GOAL OF THE EXERCISE.
What you give back must match the records below exactly, apart from the pictures, which are omitted.

*** Opening of MATERIAL SUPPLIED ***

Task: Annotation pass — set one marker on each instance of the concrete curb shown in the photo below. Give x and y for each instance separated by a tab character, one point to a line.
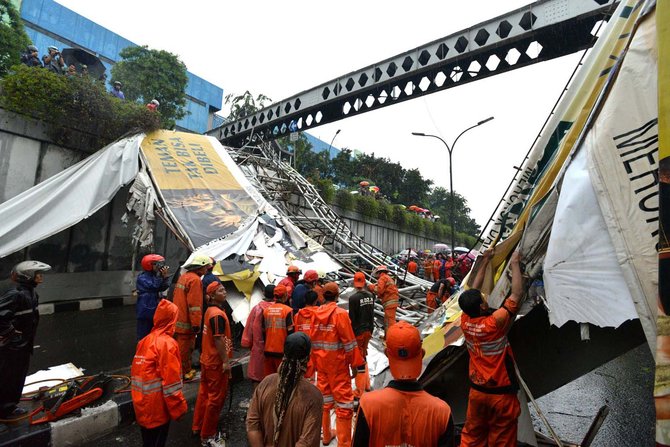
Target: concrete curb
82	305
91	424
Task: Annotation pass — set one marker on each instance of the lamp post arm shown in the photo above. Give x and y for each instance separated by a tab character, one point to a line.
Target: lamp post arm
443	142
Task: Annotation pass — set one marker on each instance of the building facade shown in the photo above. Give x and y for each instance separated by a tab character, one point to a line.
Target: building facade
49	23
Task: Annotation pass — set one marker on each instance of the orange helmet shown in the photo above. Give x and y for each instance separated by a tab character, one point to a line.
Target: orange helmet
292	269
310	276
380	269
149	260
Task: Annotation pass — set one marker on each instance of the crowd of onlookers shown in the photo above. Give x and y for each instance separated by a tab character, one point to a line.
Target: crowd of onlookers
53	61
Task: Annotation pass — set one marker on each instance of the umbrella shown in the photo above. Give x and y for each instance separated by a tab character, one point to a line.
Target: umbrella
79	57
441	248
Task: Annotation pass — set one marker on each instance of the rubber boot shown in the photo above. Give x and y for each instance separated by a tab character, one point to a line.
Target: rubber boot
362	382
325	427
343	427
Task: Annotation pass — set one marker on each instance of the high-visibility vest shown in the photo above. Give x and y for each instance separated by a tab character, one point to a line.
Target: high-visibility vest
491	367
277	323
404	414
156	386
188	298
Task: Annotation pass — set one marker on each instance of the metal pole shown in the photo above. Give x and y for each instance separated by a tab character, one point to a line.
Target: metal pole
453	204
451	175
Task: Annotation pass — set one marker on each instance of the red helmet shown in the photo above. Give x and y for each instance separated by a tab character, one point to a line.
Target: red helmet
293	269
149	260
310	276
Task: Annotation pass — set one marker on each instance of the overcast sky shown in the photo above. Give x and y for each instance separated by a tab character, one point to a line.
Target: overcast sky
282	48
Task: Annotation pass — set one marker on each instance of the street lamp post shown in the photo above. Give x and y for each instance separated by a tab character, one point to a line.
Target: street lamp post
331	143
451	175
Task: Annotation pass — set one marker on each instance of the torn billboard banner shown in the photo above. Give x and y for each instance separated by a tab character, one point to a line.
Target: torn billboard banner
199	190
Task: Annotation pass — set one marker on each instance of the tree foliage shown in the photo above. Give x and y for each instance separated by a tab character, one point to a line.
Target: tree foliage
13	38
67	103
149	74
244	105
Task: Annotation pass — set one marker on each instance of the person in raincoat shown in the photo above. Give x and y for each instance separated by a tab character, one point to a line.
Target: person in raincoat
156	386
253	338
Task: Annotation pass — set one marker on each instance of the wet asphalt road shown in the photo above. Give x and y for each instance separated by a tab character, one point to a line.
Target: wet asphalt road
104	340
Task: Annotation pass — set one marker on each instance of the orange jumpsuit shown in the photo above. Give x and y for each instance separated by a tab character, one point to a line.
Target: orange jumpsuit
428	270
403	414
493	408
156	372
335	351
188	298
213	381
277	324
436	269
289	283
303	323
412	267
318	288
387	292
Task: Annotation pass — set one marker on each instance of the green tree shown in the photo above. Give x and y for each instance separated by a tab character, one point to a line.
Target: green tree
13	38
149	74
245	104
439	201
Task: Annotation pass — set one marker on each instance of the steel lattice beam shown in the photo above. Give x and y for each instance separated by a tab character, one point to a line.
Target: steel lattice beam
510	41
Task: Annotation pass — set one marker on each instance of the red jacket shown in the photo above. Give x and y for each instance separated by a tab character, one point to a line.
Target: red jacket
277	324
156	372
386	290
333	341
188	298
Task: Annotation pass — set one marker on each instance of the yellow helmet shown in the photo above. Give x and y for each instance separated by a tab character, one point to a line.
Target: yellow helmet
197	261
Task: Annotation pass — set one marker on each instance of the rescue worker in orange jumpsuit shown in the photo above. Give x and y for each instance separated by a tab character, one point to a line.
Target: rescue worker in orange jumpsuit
188	298
277	324
428	268
217	350
412	266
337	360
156	378
362	316
437	264
318	288
493	407
303	323
292	275
253	337
387	292
403	413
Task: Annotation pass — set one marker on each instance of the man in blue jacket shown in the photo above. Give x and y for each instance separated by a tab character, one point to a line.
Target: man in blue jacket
150	283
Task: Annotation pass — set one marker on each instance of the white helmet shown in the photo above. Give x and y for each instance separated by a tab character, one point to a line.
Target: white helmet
26	270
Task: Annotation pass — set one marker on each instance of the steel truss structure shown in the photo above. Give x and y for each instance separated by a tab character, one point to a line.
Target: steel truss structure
538	32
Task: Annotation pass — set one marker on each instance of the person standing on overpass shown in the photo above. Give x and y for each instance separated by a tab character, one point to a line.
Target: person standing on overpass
362	316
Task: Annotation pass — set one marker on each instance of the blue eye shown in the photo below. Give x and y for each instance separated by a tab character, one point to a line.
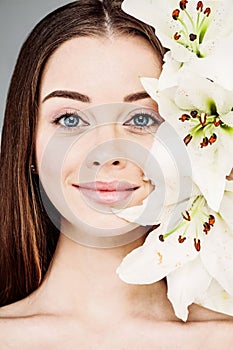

*** Close of MATERIAL SUPPLIED ***

RESULT OF THE EXERCISE.
Task: Annotation pass — set one marker on each instance of the concrete curb shown in the photo below. Give x and y for each instance separated by a tab character, one point to a line.
Target: concrete curb
82	305
91	424
Task: Annotation pass — set one marker on each instance of the lamp post arm shown in the photo above. Give x and y for each instance separated by a tab character, one point to a line.
Target: lamp post arm
443	142
Task: Annotation pass — set one marker on each instance of the building facade shown in the photo above. Give x and y for each instance separated by a tab character, one point to a line.
Target: building facade
49	23
Task: Annotation pass — set one marker on each instance of the orange helmet shown in the photo above. Give x and y for each instance separated by a tab character, one point to a line.
Target: orange helmet
292	269
310	276
380	269
149	260
Task: Annotation pass — set one marker on each instance of the crowd of onlookers shown in the photo above. Give x and y for each instance separated by a tab character, one point to a line.
Target: crowd of onlookers
53	61
Task: Annotation pass — set one marker on each instance of the umbrella shown in the photo above. Give x and y for each instance separated by a tab character, one point to a line.
Target: umbrella
79	57
441	248
Task: Annotation pass — set one marker on each instance of the rubber boot shown in the photo above. Give x and y for each instance separated by a tab character, one point to a line.
Target: rubber boot
362	382
325	427
343	427
Task: Annotation pass — set one marker on each instance of the high-visibility vest shown in the photo above. Give x and y for each instance separated by a tab character, one point to a line.
Target: high-visibility vest
491	367
277	323
404	414
156	386
188	298
Task: Annotation pass — set one marker on each instance of the metal pole shown in the photo above. Give x and y for each instance separated by a tab character, one point to a line.
Target: metal pole
453	204
451	175
Task: Annotation pass — set one marker on each instance of the red helmet shown in the photo above. Give x and y for each instance separated by a tab character, one point to a line.
Target: red helmet
293	269
149	260
310	276
Task: Annotation pass — set one marker on each instance of the overcast sky shown in the photo above. Give x and y for each instance separated by a tab character, one point to a line.
Target: overcast sky
282	48
Task: Annotation pass — set one marker on each instance of the street lamp post shown in the photo above. Give x and y for each instance separated by a tab character, one point to a line.
Target: street lamp post
331	143
451	175
Task: Annotation pass — set one marker on each instance of the torn billboard banner shown in the photo above. Give x and y for each instance separated by a tab character, one point to a line.
Target: torn billboard banner
199	190
Task: Annotation pass — set one marker on each instance of the tree foliage shown in the photo above. Give x and y for each instance separated by a tab character, one point to a line.
Target: tree foliage
13	38
67	103
149	74
244	105
Task: Annotation pass — set one marker on each instance of the person in raincoat shown in the photo above. Give x and y for each instance separated by a tab character, one point to a line.
Target: person in raincoat
156	386
253	338
Task: Annotation pass — set one marker on each instance of the wet asphalt road shown in the photo above. Give x and y for each instance separated by a tab character, one point to a line.
Target: wet asphalt road
104	340
Task: Annotation pass — set one marker on each instance of the orange jumpsuit shown in the photo above. Give x and y for each instance separated by a tab character, one point to a line.
Target: orange jumpsuit
428	270
403	414
493	408
156	372
335	351
188	298
213	381
277	324
436	269
289	283
303	323
412	267
318	288
387	292
Task: Annotation pass — set one marker on each instance of the green tree shown in the photo above. Give x and y for each instance separated by a tab character, one point to a line.
Target: green tree
13	38
149	74
245	104
439	201
Task: Annotation pass — set one marker on each instance of the steel lattice beam shown in the photo above. Give x and y for each instance separated by a tab character, one point to a line.
Target: steel lattice beam
510	41
Task: Annotation pass — set one marker on each instance of the red jacket shown in the photo above. Give x and y for each instance separated by a tab character, one point to a line.
Target: red jacket
277	324
156	372
386	290
333	341
188	298
Task: Annotation pass — set one marker on each instance of the yellow helmet shown in the photo above. Give x and y for each instance separated by a tab character, one point to a line.
Target: yellow helmet
197	261
Task: Annotation pass — set one marker on each instance of the rescue worker in orange jumpsuit shown in the photo above. Give x and y for each instance separated by a tab character, one point to a line.
Target: rescue worker in orange jumpsuit
188	298
277	324
428	268
217	350
412	266
337	360
156	378
362	316
437	264
318	288
493	407
303	323
292	275
253	337
387	292
403	413
Task: Annotation pass — set one marker on each instance of the man in blue jacket shown in the photo above. Give x and y for each instance separated by a tab character, one point to a line.
Target: man in blue jacket
150	283
Task: Annotation pass — set one marker on each instance of the white helmet shown in the photo above. Give x and y for each instance separated by a tab character, one point to a line.
Target: white helmet
26	270
Task: Annotation pass — set one marker on each instance of the steel truss structure shown in the photo above. Give x and y for each instance separated by a tab character, one point to a line.
Target: steel truss structure
538	32
Task: Annotation pass — set one marker on each instance of the person standing on overpass shown in the photo above. Give x and y for each instance separated by a tab character, one point to a line.
Target: person standing on overpass
362	316
Task: Annotation pass — set one marker on each instance of the blue eye shown in the photo below. Give x and y for each instance separated by a tab character, one point to a line.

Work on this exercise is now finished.